ASSIGNMENT:
Count how many lines in the following data hold the word "cube". Your answer is the number and nothing else.

Region pointing data
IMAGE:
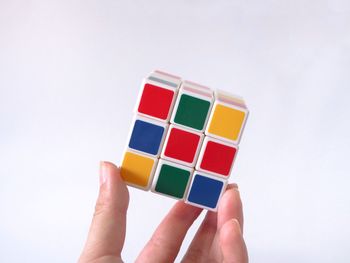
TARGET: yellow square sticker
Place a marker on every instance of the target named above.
(137, 169)
(226, 122)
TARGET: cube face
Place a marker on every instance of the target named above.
(191, 112)
(156, 101)
(182, 146)
(217, 157)
(196, 151)
(226, 122)
(147, 137)
(171, 179)
(205, 191)
(137, 170)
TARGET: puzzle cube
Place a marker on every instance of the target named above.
(182, 146)
(137, 169)
(192, 106)
(205, 191)
(147, 136)
(216, 157)
(228, 117)
(171, 179)
(196, 151)
(158, 95)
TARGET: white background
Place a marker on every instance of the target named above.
(69, 77)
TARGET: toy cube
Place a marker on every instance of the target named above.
(192, 106)
(147, 136)
(137, 169)
(228, 117)
(158, 95)
(216, 157)
(205, 191)
(188, 169)
(171, 179)
(182, 146)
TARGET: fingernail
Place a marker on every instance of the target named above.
(235, 221)
(232, 186)
(103, 172)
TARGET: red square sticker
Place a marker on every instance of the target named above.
(182, 145)
(218, 158)
(156, 101)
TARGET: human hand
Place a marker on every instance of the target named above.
(218, 239)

EXERCISE RESPONSE:
3